- **What to produce**
Render into Spanish this sentence from the text on German reparations: "Hungry faces make angry hearts, and the anger spreads further than the hunger."

:: Source document

Now the only disinterested party has retired from the tribunal. The most interested party is in the chair, with a casting vote on certain questions. That is not the treaty signed by Germany.

If you sign an agreement to pay a sum to be awarded by A, B, C, D, and E, trusting for a fair hearing largely to the influence of A, who is not only very powerful but who is the only completely disinterested referee and A then retires from the board of arbitrators, you are entitled to claim that the character of the agreement is changed. The representatives of France and Belgium on the Reparations Commission are honourable men who are most anxious to do justice, but they are watched by a jealous, vigilant and exacting opinion constantly ready to find fault with concession and to overpower moderating judgment.

The balance of the treaty has therefore been entirely upset. What is really needed is to restore that balance so as to secure a fair verdict on the only question in issue—how much Germany can pay.

When you come to consider that issue you must view the claim for reparations as you would any ordinary debt. You must make up your mind whether you wish to ruin the debtor or to recover the cash. If there are no sufficient realisable assets, then, if you want your money, you must keep your debtor alive. If you want beef from your cow you must forgo the milk. If your object is to destroy your debtor, you press for payment of more than he can be reasonably expected to pay, and then seize his house, his lands, and his chattels, whether they can be disposed of or not.

On the other hand, if you want your money, you will find out what he can pay, and then proceed judiciously, patiently, and firmly to recover that amount. By that I do not mean what he can pay by condemning himself to a life of servitude and poverty. No brave nation will stand that long. That is not a method of recovering an old debt, but of creating a new one. I mean, what a nation can be expected to pay steadily without revolt for a whole generation.

If you scrape the butter from the bread of every German child for thirty years you may add to the sum of your indemnity a milliard or two of gold marks. That is not what was intended by the Treaty of Versailles. Hungry faces make angry hearts, and the anger spreads further than the hunger. I mean, what Germany can pay without condemning a generation of workers to Egyptian bondage, and their children to semi-starvation. Every oppression, if persisted in, ultimately ends in the ruin of the Red Sea for the oppressors. Europe has only just escaped with great loss from its waters. We do not want to be overwhelmed in another.

How are you to arrive at the exact figure of the annuities Germany can reasonably be expected to pay without creating these intolerable conditions for her people? That is the question. The answer was given in the treaty as signed: by setting up a commission to inquire and determine. That commission has been weakened, and its character almost destroyed by the defection of the United States of America.

Is it possible to find a substitute? I am afraid a reference of that question to a new committee of experts would not advance matters, for each country would demand a representative on that committee, and that would only mean the Reparations Commission over again under another name.

The only hope of a fair and final decision is to secure the presence of a representative of the United States of America on the adjudicating body, whatever it may be. Is that impossible?

::::
:: Excerpted records

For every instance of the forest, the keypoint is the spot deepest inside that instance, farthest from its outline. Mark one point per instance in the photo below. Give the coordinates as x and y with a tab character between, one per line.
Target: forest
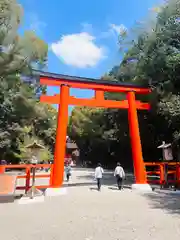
151	55
23	118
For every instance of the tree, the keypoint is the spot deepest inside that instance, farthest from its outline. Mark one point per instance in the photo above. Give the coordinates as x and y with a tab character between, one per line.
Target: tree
19	98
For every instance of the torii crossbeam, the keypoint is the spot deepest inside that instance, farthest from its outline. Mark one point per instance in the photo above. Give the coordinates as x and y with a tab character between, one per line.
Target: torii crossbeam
64	99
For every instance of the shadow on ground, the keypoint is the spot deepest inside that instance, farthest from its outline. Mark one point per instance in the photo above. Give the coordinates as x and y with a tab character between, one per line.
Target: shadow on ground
166	200
108	180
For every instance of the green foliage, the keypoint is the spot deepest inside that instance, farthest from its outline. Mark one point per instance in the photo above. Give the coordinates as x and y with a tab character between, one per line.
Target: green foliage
22	117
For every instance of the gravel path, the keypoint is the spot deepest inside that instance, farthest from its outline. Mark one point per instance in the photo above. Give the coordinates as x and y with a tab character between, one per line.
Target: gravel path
87	214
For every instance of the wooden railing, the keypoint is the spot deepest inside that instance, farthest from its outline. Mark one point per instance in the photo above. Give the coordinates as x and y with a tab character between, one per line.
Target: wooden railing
163	173
28	175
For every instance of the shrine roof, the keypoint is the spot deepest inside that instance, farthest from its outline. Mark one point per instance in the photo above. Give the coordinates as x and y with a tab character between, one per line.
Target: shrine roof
71	79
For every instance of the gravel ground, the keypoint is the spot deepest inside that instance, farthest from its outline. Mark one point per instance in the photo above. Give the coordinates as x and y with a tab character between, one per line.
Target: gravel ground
87	214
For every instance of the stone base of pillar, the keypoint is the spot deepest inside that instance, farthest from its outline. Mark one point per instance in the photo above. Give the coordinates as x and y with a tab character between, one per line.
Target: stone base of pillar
27	200
51	192
141	187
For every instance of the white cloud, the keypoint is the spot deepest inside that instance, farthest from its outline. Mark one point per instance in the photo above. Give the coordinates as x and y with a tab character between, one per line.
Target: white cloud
118	29
78	50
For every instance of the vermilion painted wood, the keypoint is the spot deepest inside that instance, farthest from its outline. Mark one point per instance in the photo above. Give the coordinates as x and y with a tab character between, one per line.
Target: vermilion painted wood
139	167
64	99
93	102
107	88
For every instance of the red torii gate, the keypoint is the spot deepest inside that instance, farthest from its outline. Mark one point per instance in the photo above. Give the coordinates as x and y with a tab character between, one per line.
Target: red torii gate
64	99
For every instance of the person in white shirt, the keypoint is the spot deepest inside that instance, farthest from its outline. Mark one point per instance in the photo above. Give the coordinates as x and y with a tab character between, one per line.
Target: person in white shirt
98	175
120	175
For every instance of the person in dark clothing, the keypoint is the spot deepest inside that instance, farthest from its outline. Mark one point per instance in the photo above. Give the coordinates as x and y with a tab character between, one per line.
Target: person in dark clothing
120	175
98	175
68	171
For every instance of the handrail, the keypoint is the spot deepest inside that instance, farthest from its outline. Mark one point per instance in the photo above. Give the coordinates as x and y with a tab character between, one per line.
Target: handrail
28	174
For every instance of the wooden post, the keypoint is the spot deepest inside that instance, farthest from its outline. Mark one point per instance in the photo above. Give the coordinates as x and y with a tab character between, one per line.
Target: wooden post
60	146
139	168
28	175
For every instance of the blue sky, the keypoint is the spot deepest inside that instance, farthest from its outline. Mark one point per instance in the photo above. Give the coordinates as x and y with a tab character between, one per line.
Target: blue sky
82	34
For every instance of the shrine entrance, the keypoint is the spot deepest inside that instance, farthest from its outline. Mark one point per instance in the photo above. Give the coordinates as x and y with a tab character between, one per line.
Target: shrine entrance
65	83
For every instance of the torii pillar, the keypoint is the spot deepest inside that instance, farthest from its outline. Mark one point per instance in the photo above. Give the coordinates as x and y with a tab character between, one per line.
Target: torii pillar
64	99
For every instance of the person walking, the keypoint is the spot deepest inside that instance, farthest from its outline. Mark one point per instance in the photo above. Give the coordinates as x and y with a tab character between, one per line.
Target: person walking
67	171
120	175
98	175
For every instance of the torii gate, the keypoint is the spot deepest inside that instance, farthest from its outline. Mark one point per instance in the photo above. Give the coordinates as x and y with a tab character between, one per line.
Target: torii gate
65	83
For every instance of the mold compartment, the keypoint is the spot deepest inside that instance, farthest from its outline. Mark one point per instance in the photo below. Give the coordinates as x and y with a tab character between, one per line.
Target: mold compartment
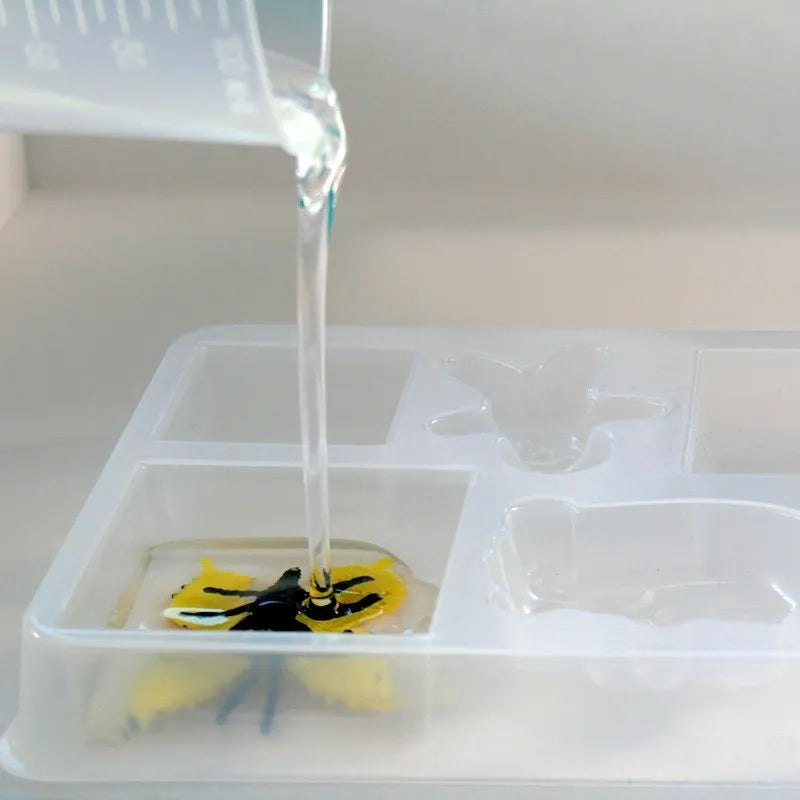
746	416
174	514
659	564
549	416
99	662
248	393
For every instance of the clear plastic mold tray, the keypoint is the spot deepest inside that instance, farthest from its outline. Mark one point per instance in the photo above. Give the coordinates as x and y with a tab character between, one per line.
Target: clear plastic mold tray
612	522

::::

- **Written answer**
Los rostros hambrientos engendran corazones airados, y la ira se propaga más lejos que el hambre.